=== Job ===
Reproduce every one of the following records verbatim, preserving each character and line break.

===

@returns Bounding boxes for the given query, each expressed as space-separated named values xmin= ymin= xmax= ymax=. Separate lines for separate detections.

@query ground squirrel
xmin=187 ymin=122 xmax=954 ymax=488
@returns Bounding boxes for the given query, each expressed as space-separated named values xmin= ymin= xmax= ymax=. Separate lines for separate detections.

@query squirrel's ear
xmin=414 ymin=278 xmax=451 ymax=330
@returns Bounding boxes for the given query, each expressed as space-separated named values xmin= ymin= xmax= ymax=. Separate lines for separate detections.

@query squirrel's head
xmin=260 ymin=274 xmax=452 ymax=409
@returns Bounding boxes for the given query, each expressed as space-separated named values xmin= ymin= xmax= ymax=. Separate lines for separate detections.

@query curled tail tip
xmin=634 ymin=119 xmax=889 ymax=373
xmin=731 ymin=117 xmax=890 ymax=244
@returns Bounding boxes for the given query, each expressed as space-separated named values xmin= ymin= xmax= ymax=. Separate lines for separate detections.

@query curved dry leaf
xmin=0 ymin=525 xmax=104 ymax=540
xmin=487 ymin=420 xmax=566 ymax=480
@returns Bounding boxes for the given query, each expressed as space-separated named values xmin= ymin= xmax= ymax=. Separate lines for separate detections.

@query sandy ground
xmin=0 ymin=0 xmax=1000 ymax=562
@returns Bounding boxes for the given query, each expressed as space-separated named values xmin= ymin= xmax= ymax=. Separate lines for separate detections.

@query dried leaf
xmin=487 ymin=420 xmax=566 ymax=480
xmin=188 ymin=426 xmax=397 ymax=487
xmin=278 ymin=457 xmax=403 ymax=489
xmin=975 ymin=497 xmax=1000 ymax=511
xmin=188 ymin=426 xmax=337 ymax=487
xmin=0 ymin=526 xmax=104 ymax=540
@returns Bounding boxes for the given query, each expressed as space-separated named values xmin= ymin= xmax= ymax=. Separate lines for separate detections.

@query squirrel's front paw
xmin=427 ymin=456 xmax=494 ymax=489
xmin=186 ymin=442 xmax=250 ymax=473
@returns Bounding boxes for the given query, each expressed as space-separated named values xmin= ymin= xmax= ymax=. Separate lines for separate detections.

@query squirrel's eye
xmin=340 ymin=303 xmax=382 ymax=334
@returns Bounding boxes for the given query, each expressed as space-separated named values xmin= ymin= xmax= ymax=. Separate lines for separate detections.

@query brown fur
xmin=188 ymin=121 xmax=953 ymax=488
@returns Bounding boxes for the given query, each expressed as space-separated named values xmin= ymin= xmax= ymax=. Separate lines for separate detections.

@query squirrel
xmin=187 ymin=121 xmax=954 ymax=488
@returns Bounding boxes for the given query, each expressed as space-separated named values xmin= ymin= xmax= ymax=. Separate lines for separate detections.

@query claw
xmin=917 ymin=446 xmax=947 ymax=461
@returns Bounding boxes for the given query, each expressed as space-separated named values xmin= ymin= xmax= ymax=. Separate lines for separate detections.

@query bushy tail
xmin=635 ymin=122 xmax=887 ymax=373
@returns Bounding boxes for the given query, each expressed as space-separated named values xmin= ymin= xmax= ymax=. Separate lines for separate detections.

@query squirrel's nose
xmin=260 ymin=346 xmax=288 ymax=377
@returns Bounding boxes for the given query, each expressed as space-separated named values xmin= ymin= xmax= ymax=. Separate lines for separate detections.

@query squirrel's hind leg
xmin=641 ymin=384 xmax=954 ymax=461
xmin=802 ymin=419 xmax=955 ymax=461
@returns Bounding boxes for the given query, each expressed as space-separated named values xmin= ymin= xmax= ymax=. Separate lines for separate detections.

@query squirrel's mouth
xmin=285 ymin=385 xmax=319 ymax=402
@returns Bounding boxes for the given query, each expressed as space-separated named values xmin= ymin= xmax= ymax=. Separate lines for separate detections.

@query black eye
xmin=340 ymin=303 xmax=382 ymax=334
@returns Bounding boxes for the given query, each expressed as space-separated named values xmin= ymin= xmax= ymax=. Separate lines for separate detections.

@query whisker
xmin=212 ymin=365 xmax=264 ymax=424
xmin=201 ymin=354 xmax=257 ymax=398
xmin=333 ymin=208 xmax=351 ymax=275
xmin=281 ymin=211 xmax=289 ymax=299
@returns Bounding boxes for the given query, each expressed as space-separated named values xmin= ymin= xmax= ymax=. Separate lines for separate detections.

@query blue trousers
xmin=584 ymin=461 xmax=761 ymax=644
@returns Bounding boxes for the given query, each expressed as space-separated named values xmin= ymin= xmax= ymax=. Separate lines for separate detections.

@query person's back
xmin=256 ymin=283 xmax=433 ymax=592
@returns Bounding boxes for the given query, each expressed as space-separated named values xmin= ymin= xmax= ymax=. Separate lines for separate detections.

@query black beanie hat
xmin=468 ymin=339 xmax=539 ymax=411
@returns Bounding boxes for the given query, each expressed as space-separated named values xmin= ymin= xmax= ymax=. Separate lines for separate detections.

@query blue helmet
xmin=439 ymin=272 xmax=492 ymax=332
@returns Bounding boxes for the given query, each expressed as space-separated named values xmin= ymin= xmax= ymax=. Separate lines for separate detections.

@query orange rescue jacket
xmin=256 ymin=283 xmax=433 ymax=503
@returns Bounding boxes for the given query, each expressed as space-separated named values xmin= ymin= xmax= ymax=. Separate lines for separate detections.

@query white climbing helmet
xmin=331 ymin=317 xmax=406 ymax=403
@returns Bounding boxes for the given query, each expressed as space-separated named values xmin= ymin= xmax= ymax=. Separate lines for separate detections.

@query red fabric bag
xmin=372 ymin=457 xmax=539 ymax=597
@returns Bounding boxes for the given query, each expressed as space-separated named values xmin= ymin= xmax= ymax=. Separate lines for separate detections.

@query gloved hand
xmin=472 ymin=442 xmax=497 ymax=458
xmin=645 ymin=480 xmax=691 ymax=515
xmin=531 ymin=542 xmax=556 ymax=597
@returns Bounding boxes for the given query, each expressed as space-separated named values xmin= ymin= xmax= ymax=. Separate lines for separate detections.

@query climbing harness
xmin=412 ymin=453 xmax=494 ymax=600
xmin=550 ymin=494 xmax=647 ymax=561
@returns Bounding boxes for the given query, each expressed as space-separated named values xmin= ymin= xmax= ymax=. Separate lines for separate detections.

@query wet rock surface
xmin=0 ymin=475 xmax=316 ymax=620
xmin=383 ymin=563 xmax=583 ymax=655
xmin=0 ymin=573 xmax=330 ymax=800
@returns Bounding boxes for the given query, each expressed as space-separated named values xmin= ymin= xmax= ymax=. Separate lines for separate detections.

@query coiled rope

===

=== Response to this task ===
@returns Bounding boxes for the given query, each expressed as space-separated named values xmin= ymin= xmax= ymax=. Separate lines for separate detections.

@query ground squirrel
xmin=187 ymin=122 xmax=954 ymax=488
@returns Bounding boxes for the given query, each expressed as space-separated named values xmin= ymin= xmax= ymax=. Separate lines for separate detections.

@query squirrel's ear
xmin=414 ymin=278 xmax=451 ymax=330
@returns Bounding boxes for the given query, each expressed as space-separated named values xmin= ymin= xmax= ymax=. Separate lines for separate detections.

@query squirrel's head
xmin=260 ymin=274 xmax=452 ymax=409
@returns Bounding boxes for the given query, each expressed as space-separated named values xmin= ymin= xmax= ymax=. Separate lines for separate detections.

@query curled tail tip
xmin=634 ymin=119 xmax=889 ymax=373
xmin=731 ymin=117 xmax=890 ymax=244
@returns Bounding boxes for the given query, each expressed as space-separated named values xmin= ymin= xmax= ymax=. Separate lines for separate detections.

@query curved dry leaf
xmin=0 ymin=525 xmax=104 ymax=540
xmin=487 ymin=420 xmax=566 ymax=480
@returns Bounding boxes for the given query, each expressed as space-separated named values xmin= ymin= xmax= ymax=. Separate lines for separate detections.

@query sandy ground
xmin=0 ymin=0 xmax=1000 ymax=562
@returns Bounding boxes for the given query, each expressed as space-separated named values xmin= ymin= xmax= ymax=. Separate lines for separate detections.

@query dried leaf
xmin=487 ymin=420 xmax=566 ymax=480
xmin=188 ymin=426 xmax=397 ymax=487
xmin=278 ymin=457 xmax=403 ymax=489
xmin=975 ymin=497 xmax=1000 ymax=511
xmin=188 ymin=426 xmax=337 ymax=487
xmin=0 ymin=526 xmax=104 ymax=540
@returns Bounding boxes for the given query, each expressed as space-separated named values xmin= ymin= xmax= ymax=. Separate lines for separate detections.

@query squirrel's front paw
xmin=427 ymin=456 xmax=494 ymax=489
xmin=186 ymin=442 xmax=250 ymax=473
@returns Bounding boxes for the given query, each expressed as space-separated named values xmin= ymin= xmax= ymax=. Separate lines for separate detections.

@query squirrel's eye
xmin=340 ymin=303 xmax=382 ymax=334
@returns Bounding boxes for the given query, each expressed as space-separated named values xmin= ymin= xmax= ymax=. Separate lines for separate detections.

@query brown fur
xmin=188 ymin=121 xmax=953 ymax=488
@returns Bounding boxes for the given query, each expressed as space-separated named values xmin= ymin= xmax= ymax=. Separate lines for separate detections.

@query squirrel
xmin=187 ymin=121 xmax=954 ymax=488
@returns Bounding boxes for the given query, each expressed as space-separated named values xmin= ymin= xmax= ymax=. Separate lines for separate detections.

@query claw
xmin=917 ymin=446 xmax=947 ymax=461
@returns Bounding boxes for the given query, each expressed as space-separated named values xmin= ymin= xmax= ymax=. Separate lines for separate detections.

@query bushy tail
xmin=635 ymin=122 xmax=887 ymax=373
@returns Bounding boxes for the given query, each expressed as space-separated named values xmin= ymin= xmax= ymax=. Separate lines for separate detections.

@query squirrel's nose
xmin=260 ymin=346 xmax=288 ymax=377
@returns Bounding boxes for the given query, each expressed as space-separated named values xmin= ymin= xmax= ymax=. Separate lines for separate detections.

@query squirrel's hind leg
xmin=641 ymin=384 xmax=954 ymax=461
xmin=802 ymin=419 xmax=955 ymax=461
@returns Bounding boxes for the given query, each expressed as space-separated named values xmin= ymin= xmax= ymax=. Separate lines for separate detections.

@query squirrel's mouth
xmin=285 ymin=385 xmax=319 ymax=402
@returns Bounding boxes for the given query, each expressed as space-separated named values xmin= ymin= xmax= ymax=. Separate lines for separate detections.

@query black eye
xmin=340 ymin=303 xmax=382 ymax=334
@returns Bounding boxes for the given query, each expressed as space-separated named values xmin= ymin= xmax= ymax=. Separate lines for separate detections.

@query whisker
xmin=212 ymin=365 xmax=264 ymax=424
xmin=201 ymin=354 xmax=257 ymax=398
xmin=333 ymin=208 xmax=351 ymax=275
xmin=281 ymin=211 xmax=289 ymax=299
@returns Bounding boxes for the given query, each expressed as space-separated named values xmin= ymin= xmax= ymax=. Separate lines for separate detections.

@query blue trousers
xmin=584 ymin=461 xmax=761 ymax=644
@returns Bounding boxes for the given query, each expressed as space-separated named values xmin= ymin= xmax= ymax=. Separate lines for separate detections.

@query person's back
xmin=256 ymin=283 xmax=433 ymax=592
@returns Bounding boxes for the given query, each expressed as space-separated named values xmin= ymin= xmax= ymax=. Separate lines for separate detections.

@query black beanie hat
xmin=468 ymin=339 xmax=539 ymax=411
@returns Bounding boxes for the given query, each expressed as space-separated named values xmin= ymin= xmax= ymax=. Separate lines for separate detections.

@query blue helmet
xmin=439 ymin=272 xmax=492 ymax=332
@returns Bounding boxes for the given query, each expressed as space-separated named values xmin= ymin= xmax= ymax=. Separate lines for separate detections.

@query orange rescue jacket
xmin=256 ymin=283 xmax=433 ymax=503
@returns Bounding boxes for the given query, each expressed as space-separated named values xmin= ymin= xmax= ymax=. Separate lines for separate detections.

@query white climbing helmet
xmin=331 ymin=317 xmax=406 ymax=403
@returns Bounding boxes for the given query, each expressed as space-separated named values xmin= ymin= xmax= ymax=. Separate lines for separate detections.

@query red fabric bag
xmin=372 ymin=457 xmax=539 ymax=597
@returns Bounding boxes for the given query, each expressed as space-separated named values xmin= ymin= xmax= ymax=. Separate lines for separate detections.

@query gloved hand
xmin=472 ymin=442 xmax=497 ymax=458
xmin=645 ymin=480 xmax=691 ymax=515
xmin=531 ymin=542 xmax=556 ymax=597
@returns Bounding boxes for the given query, each expressed as space-separated named values xmin= ymin= xmax= ymax=. Separate lines for separate detections.

@query climbing harness
xmin=412 ymin=453 xmax=494 ymax=600
xmin=550 ymin=494 xmax=647 ymax=561
@returns Bounding boxes for the given query, each expressed as space-separated named values xmin= ymin= xmax= ymax=. Separate lines for separate detections.

@query wet rock surface
xmin=0 ymin=475 xmax=316 ymax=620
xmin=383 ymin=563 xmax=583 ymax=655
xmin=0 ymin=573 xmax=330 ymax=800
@returns Bounding boxes for the given query, each expressed as space-separated named values xmin= ymin= xmax= ymax=. Separate lines for separate detections.

@query coiled rope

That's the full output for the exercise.